Extracted text:
+++

Arkansas Archeological Society volunteers digging at Dooley's Ferry last fall.

Arkansas Archeological Society volunteers digging at Dooley’s Ferry last fall.

The second field project we were part of this year was also a graduate student project.  John Samuelsen, a Ph.D. student at the University of Arkansas at Fayetteville, is working on collecting remote sensing data at Crenshaw, an important prehistoric Caddo Indian site in my research territory.  John, Carl and I—along with a number of our colleagues and volunteers—collected 387 twenty-meter-square grids of data during two field efforts at the site (one in July and one in the fall).  What is “remote sensing,” you ask?  Remote sensing means using a suite of high-tech methods (such as ground penetrating radar or magnetometery) to get a look at what might be under the ground before we dig…or on ceremonial sites, like Crenshaw, to get a look at what might be beneath the surface without disturbing sacred deposits.  Remote sensing is an increasingly important component of the technical and methodological tool set available in archaeological research, and I’m proud that, despite stereotypes about the state being backward, the University of Arkansas and the AAS are at the leading edge of these methods.

As far as publications go, I got two peer-review publications through major hoops and hurtling towards publication this year—one for a thematic volume of Historical Archaeology, the international journal of my sub-discipline…and the other a chapter in an edited volume on historical archaeology in Arkansas.  The former should be published by the end of the year, the latter has gotten through review and we hope to receive a book contract early this fall (*fingers crossed*).

+++

Exercise instructions:
**A)** In the text about Arkansas archaeology, retype the part from "Arkansas Archeological Society volunteers digging at Dooley's" up to and including "Dooley’s Ferry last fall.".
**B)** Name each distinct place mentioned in the text about Arkansas archaeology, including sites, towns, and states, and give each only once.
**C)** Answer these about the text about Arkansas archaeology:
(i) How many twenty-meter-square grids of data were collected at Crenshaw?
(ii) Which two methods are given as examples of remote sensing?
(iii) What is the name of the journal that will carry one of the peer-review publications?

+++

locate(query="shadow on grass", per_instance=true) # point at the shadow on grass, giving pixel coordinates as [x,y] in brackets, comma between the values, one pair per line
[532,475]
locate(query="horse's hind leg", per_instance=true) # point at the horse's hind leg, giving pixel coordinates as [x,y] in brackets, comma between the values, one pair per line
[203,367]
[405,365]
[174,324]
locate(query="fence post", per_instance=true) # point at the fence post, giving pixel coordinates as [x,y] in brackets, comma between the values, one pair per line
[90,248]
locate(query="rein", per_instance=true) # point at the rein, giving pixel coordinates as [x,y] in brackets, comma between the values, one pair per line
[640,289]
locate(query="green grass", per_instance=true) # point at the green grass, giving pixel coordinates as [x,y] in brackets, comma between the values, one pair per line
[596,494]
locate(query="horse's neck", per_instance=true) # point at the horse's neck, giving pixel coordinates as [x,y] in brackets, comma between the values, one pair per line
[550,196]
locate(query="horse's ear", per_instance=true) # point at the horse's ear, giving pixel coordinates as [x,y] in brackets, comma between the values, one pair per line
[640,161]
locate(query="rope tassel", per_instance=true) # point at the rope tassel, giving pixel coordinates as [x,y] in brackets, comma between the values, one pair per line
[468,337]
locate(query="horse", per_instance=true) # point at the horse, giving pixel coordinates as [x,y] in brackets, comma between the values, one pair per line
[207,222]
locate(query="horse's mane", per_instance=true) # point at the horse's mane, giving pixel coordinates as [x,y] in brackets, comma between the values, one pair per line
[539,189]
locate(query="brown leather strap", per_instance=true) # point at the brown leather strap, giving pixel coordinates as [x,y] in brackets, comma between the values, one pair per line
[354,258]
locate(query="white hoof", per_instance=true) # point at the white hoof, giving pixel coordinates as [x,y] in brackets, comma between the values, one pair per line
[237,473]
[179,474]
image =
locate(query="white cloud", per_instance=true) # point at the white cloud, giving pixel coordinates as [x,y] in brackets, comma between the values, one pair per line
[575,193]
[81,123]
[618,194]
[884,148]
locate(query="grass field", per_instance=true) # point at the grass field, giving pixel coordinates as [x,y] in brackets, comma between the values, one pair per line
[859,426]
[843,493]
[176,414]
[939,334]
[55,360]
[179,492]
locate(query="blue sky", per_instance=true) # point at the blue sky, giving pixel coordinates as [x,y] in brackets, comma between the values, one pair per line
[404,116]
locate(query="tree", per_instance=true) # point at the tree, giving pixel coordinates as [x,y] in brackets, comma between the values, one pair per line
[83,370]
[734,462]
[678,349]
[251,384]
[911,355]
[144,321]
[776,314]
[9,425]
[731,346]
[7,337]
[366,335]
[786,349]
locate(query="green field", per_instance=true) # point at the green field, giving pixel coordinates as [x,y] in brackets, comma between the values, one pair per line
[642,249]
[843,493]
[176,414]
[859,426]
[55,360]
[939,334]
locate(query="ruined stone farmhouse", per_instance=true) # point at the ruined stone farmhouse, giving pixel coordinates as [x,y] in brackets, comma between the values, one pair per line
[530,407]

+++

Responses:
**A)**
Arkansas Archeological Society volunteers digging at Dooley's Ferry last fall.

Arkansas Archeological Society volunteers digging at Dooley’s Ferry last fall.

**B)**
Dooley's Ferry
Crenshaw
Arkansas
Fayetteville

**C)**
(i) 387
(ii) Ground penetrating radar and magnetometery
(iii) Historical Archaeology